Listed entries:

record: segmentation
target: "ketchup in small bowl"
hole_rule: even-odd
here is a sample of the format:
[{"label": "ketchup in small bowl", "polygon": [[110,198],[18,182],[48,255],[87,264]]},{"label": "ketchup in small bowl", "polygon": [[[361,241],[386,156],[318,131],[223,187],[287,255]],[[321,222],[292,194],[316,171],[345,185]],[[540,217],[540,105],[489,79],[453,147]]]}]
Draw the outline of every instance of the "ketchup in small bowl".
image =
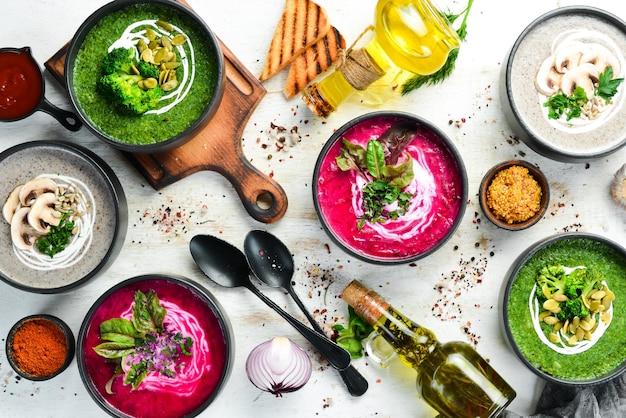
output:
[{"label": "ketchup in small bowl", "polygon": [[0,48],[0,121],[24,119],[41,110],[70,131],[79,130],[82,124],[76,115],[51,104],[44,90],[43,75],[29,47]]}]

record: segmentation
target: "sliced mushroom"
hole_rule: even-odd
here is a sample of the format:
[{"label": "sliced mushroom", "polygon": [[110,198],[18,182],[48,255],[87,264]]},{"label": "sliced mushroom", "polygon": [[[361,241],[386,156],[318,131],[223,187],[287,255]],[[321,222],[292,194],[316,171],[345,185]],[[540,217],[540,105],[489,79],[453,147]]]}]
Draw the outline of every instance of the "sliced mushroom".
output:
[{"label": "sliced mushroom", "polygon": [[4,206],[2,207],[2,216],[4,220],[8,223],[11,223],[11,218],[17,209],[17,206],[20,203],[20,190],[22,190],[22,185],[17,186],[13,191],[9,194],[6,202],[4,202]]},{"label": "sliced mushroom", "polygon": [[44,193],[35,199],[28,213],[28,223],[41,234],[50,230],[50,225],[61,223],[61,212],[54,209],[57,196],[54,193]]},{"label": "sliced mushroom", "polygon": [[20,250],[30,250],[35,244],[36,233],[28,224],[29,207],[22,207],[15,211],[11,219],[11,240]]},{"label": "sliced mushroom", "polygon": [[554,66],[554,57],[549,56],[543,61],[539,71],[537,71],[535,87],[539,90],[539,93],[550,97],[559,90],[561,77],[563,75]]},{"label": "sliced mushroom", "polygon": [[587,97],[594,95],[595,83],[598,81],[598,69],[593,64],[581,64],[563,74],[561,90],[568,96],[574,94],[576,87],[582,87]]},{"label": "sliced mushroom", "polygon": [[587,44],[582,42],[571,42],[559,46],[554,53],[554,68],[561,74],[578,67],[580,58],[588,49]]},{"label": "sliced mushroom", "polygon": [[57,187],[58,186],[54,180],[46,177],[29,180],[24,184],[22,190],[20,191],[20,203],[22,203],[22,206],[30,206],[38,196],[49,192],[54,193],[56,192]]},{"label": "sliced mushroom", "polygon": [[614,75],[618,75],[621,70],[617,57],[607,47],[600,44],[590,44],[589,48],[580,57],[580,63],[595,65],[598,73],[603,72],[608,67],[613,68]]}]

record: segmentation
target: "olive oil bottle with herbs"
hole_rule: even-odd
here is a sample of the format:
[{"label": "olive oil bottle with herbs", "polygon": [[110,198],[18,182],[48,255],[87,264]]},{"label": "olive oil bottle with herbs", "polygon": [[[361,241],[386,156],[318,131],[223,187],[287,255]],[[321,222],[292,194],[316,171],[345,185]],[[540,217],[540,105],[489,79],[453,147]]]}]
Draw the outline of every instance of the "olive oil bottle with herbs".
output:
[{"label": "olive oil bottle with herbs", "polygon": [[390,73],[432,74],[461,44],[431,0],[379,0],[369,29],[373,38],[363,48],[350,50],[334,72],[305,90],[304,101],[316,115],[327,117],[353,93]]},{"label": "olive oil bottle with herbs", "polygon": [[356,280],[342,298],[417,370],[419,394],[442,416],[497,417],[515,398],[515,391],[469,344],[440,343],[432,331]]}]

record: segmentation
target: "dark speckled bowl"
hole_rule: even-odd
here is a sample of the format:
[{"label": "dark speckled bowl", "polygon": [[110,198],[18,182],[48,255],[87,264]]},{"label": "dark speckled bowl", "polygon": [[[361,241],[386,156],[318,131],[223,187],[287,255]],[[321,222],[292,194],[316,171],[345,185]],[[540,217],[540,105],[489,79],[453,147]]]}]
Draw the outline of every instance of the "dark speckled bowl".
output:
[{"label": "dark speckled bowl", "polygon": [[0,279],[22,290],[59,293],[84,284],[115,260],[126,236],[128,208],[122,185],[113,170],[83,147],[55,141],[34,141],[0,154],[0,200],[11,191],[44,173],[63,174],[81,180],[93,194],[94,235],[81,260],[69,267],[39,270],[18,259],[10,225],[0,218]]},{"label": "dark speckled bowl", "polygon": [[[555,264],[597,269],[615,293],[613,319],[598,342],[586,351],[575,354],[558,352],[548,345],[545,333],[540,337],[535,330],[529,308],[535,277],[541,267]],[[553,235],[522,251],[505,278],[499,301],[500,324],[511,349],[529,370],[550,382],[578,387],[604,383],[626,371],[624,247],[597,234],[570,232]],[[553,330],[544,332],[549,331]],[[545,338],[545,343],[541,338]]]}]

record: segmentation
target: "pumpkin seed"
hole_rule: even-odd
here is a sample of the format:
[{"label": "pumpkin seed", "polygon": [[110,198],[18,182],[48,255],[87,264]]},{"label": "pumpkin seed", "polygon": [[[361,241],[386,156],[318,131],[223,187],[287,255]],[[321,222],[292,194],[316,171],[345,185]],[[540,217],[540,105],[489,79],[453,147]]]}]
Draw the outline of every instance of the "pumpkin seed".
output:
[{"label": "pumpkin seed", "polygon": [[[176,54],[174,54],[174,56],[176,56]],[[165,68],[167,68],[168,70],[173,70],[175,68],[178,68],[180,66],[180,62],[176,62],[176,61],[168,61],[166,63],[163,64],[165,66]]]},{"label": "pumpkin seed", "polygon": [[603,323],[608,324],[611,320],[611,314],[609,312],[602,312],[602,314],[600,315],[600,320]]},{"label": "pumpkin seed", "polygon": [[569,345],[574,345],[574,344],[576,344],[576,342],[577,342],[577,341],[578,341],[578,339],[576,338],[576,336],[575,336],[575,335],[572,335],[572,336],[571,336],[571,337],[569,337],[569,339],[567,340],[567,343],[568,343]]},{"label": "pumpkin seed", "polygon": [[554,299],[548,299],[545,302],[543,302],[543,309],[545,309],[546,311],[552,311],[558,308],[558,306],[559,306],[559,302],[557,302]]},{"label": "pumpkin seed", "polygon": [[168,31],[168,32],[171,32],[171,31],[173,31],[173,30],[174,30],[174,28],[172,27],[172,25],[170,25],[169,23],[167,23],[167,22],[165,22],[165,21],[163,21],[163,20],[157,20],[157,21],[156,21],[156,22],[154,22],[154,23],[156,23],[156,25],[157,25],[158,27],[163,28],[163,29],[165,29],[165,30],[166,30],[166,31]]},{"label": "pumpkin seed", "polygon": [[146,78],[145,80],[142,80],[142,81],[143,81],[144,86],[146,86],[147,89],[153,89],[158,85],[156,78],[153,78],[153,77]]},{"label": "pumpkin seed", "polygon": [[552,332],[559,332],[563,328],[563,322],[559,321],[552,327]]},{"label": "pumpkin seed", "polygon": [[545,322],[545,323],[546,323],[546,324],[548,324],[548,325],[554,325],[554,324],[556,324],[558,321],[559,321],[559,320],[556,318],[556,316],[552,316],[552,315],[550,315],[550,316],[546,316],[546,317],[543,319],[543,322]]},{"label": "pumpkin seed", "polygon": [[595,292],[593,292],[591,294],[591,299],[602,299],[604,296],[606,295],[606,292],[604,290],[596,290]]},{"label": "pumpkin seed", "polygon": [[148,49],[148,44],[143,39],[137,41],[137,51],[141,54],[143,51]]},{"label": "pumpkin seed", "polygon": [[176,81],[176,80],[169,80],[169,81],[167,81],[167,82],[165,82],[165,83],[163,83],[161,85],[161,90],[163,90],[163,91],[174,90],[176,88],[176,86],[178,86],[178,81]]},{"label": "pumpkin seed", "polygon": [[163,45],[163,48],[167,48],[168,51],[172,50],[172,41],[170,40],[169,37],[167,36],[161,37],[161,44]]},{"label": "pumpkin seed", "polygon": [[154,41],[157,37],[157,33],[152,28],[146,28],[146,38],[149,41]]},{"label": "pumpkin seed", "polygon": [[602,302],[599,300],[594,299],[589,303],[589,309],[591,309],[592,312],[598,312],[600,306],[602,306]]},{"label": "pumpkin seed", "polygon": [[550,315],[552,315],[552,312],[550,312],[550,311],[543,311],[543,312],[541,312],[539,314],[539,320],[543,321],[546,316],[550,316]]},{"label": "pumpkin seed", "polygon": [[559,338],[558,335],[556,335],[554,332],[551,332],[550,334],[548,334],[548,338],[550,339],[550,341],[552,341],[553,343],[558,343],[561,342],[561,339]]},{"label": "pumpkin seed", "polygon": [[605,311],[611,307],[611,303],[612,301],[609,299],[608,296],[605,296],[604,299],[602,299],[602,306],[604,306]]},{"label": "pumpkin seed", "polygon": [[575,334],[575,335],[576,335],[576,339],[577,339],[578,341],[582,341],[582,340],[583,340],[583,338],[585,338],[585,330],[584,330],[584,329],[582,329],[582,328],[578,328],[578,329],[576,330],[576,334]]},{"label": "pumpkin seed", "polygon": [[563,293],[555,293],[554,296],[552,296],[552,299],[556,300],[557,302],[565,302],[568,297],[565,296]]},{"label": "pumpkin seed", "polygon": [[165,56],[167,55],[168,50],[166,48],[160,48],[156,51],[156,53],[154,54],[154,63],[155,64],[160,64],[161,61],[163,61],[163,59],[165,58]]},{"label": "pumpkin seed", "polygon": [[183,35],[182,33],[179,33],[178,35],[172,38],[172,45],[180,46],[184,44],[186,41],[187,41],[187,37]]},{"label": "pumpkin seed", "polygon": [[135,67],[135,64],[130,65],[130,70],[133,72],[133,74],[139,75],[139,70],[137,69],[137,67]]},{"label": "pumpkin seed", "polygon": [[154,56],[152,55],[151,49],[146,49],[145,51],[143,51],[141,55],[139,56],[139,58],[142,61],[149,62],[150,64],[154,64]]},{"label": "pumpkin seed", "polygon": [[550,293],[550,289],[547,285],[544,284],[541,288],[541,291],[543,292],[543,295],[546,297],[546,299],[552,299],[552,294]]},{"label": "pumpkin seed", "polygon": [[167,75],[169,72],[170,70],[165,70],[159,73],[159,86],[167,81]]}]

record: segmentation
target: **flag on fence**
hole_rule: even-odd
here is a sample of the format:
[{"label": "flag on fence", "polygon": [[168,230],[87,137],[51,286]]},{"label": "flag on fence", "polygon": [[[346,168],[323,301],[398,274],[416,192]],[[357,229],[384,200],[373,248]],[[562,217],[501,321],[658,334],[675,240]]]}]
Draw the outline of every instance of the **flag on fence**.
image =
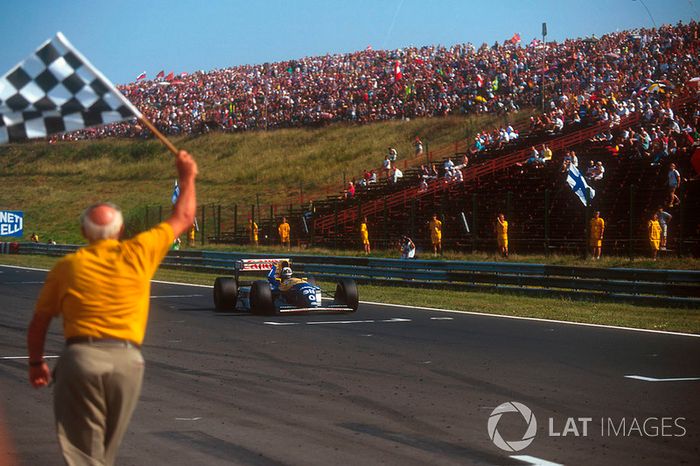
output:
[{"label": "flag on fence", "polygon": [[175,180],[175,187],[173,188],[173,195],[170,196],[170,202],[175,204],[178,197],[180,197],[180,185],[177,184],[177,180]]},{"label": "flag on fence", "polygon": [[156,75],[156,79],[162,79],[163,77],[165,77],[165,71],[160,70]]},{"label": "flag on fence", "polygon": [[165,77],[165,80],[166,80],[166,81],[172,81],[173,78],[175,78],[175,73],[173,73],[173,72],[171,71],[171,72],[168,73],[168,75]]},{"label": "flag on fence", "polygon": [[578,196],[584,206],[587,205],[586,190],[590,190],[591,199],[595,197],[595,189],[588,186],[588,183],[586,183],[586,180],[574,165],[569,166],[566,182],[571,186],[571,190]]},{"label": "flag on fence", "polygon": [[136,81],[141,81],[142,79],[146,79],[146,72],[144,71],[140,75],[136,76]]},{"label": "flag on fence", "polygon": [[61,34],[0,78],[0,144],[140,118]]}]

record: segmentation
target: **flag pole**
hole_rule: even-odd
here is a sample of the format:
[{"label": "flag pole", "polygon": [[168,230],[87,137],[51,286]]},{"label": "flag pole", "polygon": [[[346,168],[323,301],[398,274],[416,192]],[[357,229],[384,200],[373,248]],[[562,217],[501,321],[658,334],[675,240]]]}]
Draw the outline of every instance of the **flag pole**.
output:
[{"label": "flag pole", "polygon": [[177,147],[175,147],[173,143],[170,142],[168,138],[165,137],[165,135],[163,135],[163,133],[158,131],[158,128],[156,128],[153,125],[153,123],[148,121],[148,119],[143,116],[139,109],[137,109],[136,106],[134,106],[134,104],[132,104],[129,101],[129,99],[124,97],[124,94],[119,92],[119,90],[114,86],[114,84],[112,84],[112,81],[110,81],[107,78],[107,76],[102,74],[100,70],[98,70],[92,63],[90,63],[90,60],[85,58],[85,56],[82,53],[80,53],[78,49],[76,49],[73,46],[73,44],[71,44],[70,41],[68,41],[68,39],[66,39],[66,36],[64,36],[63,33],[57,32],[56,39],[61,44],[63,44],[64,47],[73,52],[78,57],[78,59],[80,59],[80,61],[85,65],[85,67],[89,69],[95,76],[97,76],[102,81],[102,84],[104,84],[107,87],[107,89],[109,89],[114,94],[114,96],[117,99],[119,99],[122,102],[122,104],[124,104],[124,106],[126,106],[131,111],[131,113],[136,117],[138,121],[143,123],[148,129],[150,129],[153,135],[157,137],[160,140],[160,142],[162,142],[165,145],[165,147],[167,147],[168,150],[170,150],[170,152],[173,153],[173,155],[177,155]]},{"label": "flag pole", "polygon": [[157,137],[160,140],[160,142],[162,142],[165,145],[165,147],[167,147],[168,150],[173,153],[173,155],[177,155],[177,153],[178,153],[177,147],[175,147],[175,145],[172,142],[170,142],[170,139],[165,137],[165,135],[163,133],[158,131],[158,128],[156,128],[153,123],[151,123],[143,115],[138,117],[138,121],[143,123],[146,126],[146,128],[150,129],[151,132],[153,133],[153,135],[155,137]]}]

What this task involves: Reproduce each line in the listing above that mentions the string "every".

Task output:
Draw the outline of every instance of the "ketchup in small bowl".
Draw the outline of every instance of the "sliced mushroom".
Draw the outline of every instance of the "olive oil bottle with herbs".
Draw the outline of every instance of the "dark speckled bowl".
Draw the outline of every instance of the "pumpkin seed".
Draw the outline of every instance of the **flag on fence**.
Draw the outline of every instance of the **flag pole**.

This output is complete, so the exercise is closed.